- RECORDS PROVIDED -
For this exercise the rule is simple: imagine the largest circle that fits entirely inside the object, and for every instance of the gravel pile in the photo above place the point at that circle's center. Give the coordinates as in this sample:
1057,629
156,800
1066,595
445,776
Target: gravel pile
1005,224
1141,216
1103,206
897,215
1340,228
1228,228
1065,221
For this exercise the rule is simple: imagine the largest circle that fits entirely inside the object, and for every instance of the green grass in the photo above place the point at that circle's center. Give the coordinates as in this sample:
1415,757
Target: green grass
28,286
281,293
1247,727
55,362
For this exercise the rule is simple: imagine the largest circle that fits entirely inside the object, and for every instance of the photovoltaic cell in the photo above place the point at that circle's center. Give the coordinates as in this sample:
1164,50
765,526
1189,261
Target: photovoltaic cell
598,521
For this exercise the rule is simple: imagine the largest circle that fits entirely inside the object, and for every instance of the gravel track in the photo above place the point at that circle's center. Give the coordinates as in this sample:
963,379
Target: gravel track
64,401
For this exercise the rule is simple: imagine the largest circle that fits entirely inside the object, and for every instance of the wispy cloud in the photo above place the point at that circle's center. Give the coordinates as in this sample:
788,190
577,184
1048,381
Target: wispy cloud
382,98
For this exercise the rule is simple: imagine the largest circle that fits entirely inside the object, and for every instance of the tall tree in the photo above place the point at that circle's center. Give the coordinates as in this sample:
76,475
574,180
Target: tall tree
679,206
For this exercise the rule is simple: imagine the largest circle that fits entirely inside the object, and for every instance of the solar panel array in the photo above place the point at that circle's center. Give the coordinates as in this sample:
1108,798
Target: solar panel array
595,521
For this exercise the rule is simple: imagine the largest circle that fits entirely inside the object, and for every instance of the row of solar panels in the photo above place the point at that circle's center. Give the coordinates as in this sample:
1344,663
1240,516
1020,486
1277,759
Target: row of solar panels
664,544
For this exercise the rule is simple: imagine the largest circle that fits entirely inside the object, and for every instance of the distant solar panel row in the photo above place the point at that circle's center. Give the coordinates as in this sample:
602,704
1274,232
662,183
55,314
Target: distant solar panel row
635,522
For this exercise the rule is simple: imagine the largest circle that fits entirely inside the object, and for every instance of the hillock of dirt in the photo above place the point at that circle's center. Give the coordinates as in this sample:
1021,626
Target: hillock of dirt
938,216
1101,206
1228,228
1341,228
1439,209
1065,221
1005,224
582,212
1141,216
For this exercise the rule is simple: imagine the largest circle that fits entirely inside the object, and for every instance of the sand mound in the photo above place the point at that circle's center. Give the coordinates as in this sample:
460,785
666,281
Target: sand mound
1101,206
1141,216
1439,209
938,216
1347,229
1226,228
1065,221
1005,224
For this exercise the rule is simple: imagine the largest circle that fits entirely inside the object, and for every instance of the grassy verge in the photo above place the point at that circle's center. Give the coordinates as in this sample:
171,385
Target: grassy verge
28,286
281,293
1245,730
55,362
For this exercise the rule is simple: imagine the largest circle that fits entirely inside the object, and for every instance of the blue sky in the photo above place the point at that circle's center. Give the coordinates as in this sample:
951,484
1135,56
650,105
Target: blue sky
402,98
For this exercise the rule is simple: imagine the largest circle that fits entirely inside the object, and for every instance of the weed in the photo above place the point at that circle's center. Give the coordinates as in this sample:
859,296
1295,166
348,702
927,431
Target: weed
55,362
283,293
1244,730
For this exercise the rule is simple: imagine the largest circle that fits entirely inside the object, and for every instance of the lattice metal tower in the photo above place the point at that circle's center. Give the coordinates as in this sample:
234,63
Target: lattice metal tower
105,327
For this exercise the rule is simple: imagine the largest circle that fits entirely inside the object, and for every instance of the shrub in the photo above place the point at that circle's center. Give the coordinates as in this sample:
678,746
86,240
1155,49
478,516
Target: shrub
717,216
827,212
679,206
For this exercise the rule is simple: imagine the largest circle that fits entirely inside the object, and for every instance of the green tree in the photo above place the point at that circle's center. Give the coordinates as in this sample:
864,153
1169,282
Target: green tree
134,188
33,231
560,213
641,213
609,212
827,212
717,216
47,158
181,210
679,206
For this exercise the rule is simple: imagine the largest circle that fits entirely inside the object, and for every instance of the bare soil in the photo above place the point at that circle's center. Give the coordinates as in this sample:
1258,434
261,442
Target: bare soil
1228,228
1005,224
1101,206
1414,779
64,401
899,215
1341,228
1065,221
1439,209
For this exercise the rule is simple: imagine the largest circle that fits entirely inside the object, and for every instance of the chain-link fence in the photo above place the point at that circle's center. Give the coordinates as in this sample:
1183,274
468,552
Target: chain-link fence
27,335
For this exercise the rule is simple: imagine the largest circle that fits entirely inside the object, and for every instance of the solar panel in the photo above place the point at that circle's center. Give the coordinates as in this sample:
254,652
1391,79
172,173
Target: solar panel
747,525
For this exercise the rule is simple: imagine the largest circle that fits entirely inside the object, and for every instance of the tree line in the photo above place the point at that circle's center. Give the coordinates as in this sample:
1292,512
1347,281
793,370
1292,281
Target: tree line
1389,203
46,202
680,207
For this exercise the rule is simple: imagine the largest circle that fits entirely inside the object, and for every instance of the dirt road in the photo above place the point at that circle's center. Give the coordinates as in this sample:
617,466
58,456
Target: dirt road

- SHORT EXERCISE -
Rewrite the entries from the line containing "solar panel in" through the end of the entries as a Markdown table with the columns Row and Line, numbering each row and omitting blank lines.

- WRITTEN RESPONSE -
| Row | Line |
|---|---|
| 1 | For this exercise the rule is simple: imagine the largest circle that fits entirely inside the object, and for every instance of the solar panel in the photo above place the point at that circle's center. Give the coordinates as in this sample: |
| 2 | 254,652 |
| 3 | 1391,79 |
| 4 | 172,173 |
| 5 | Target: solar panel |
| 6 | 747,525 |
| 7 | For this exercise the rule is simple: imagine the largest circle that fits entirely inside the object, and for every instance of the tree line in the photo above place the point at that circle's center. Give the coordinates as in this sample: |
| 8 | 1292,512 |
| 9 | 1347,281 |
| 10 | 793,370 |
| 11 | 1292,281 |
| 12 | Target: tree line |
| 13 | 1389,203 |
| 14 | 46,202 |
| 15 | 680,207 |
| 16 | For this exercise the rule is simple: imagine the largest circle that fits entirely inside the object, and for every instance of the dirt road in the photo above place the point at that circle's center. Give the coordinates as in this sample: |
| 17 | 617,466 |
| 18 | 58,456 |
| 19 | Target: dirt road |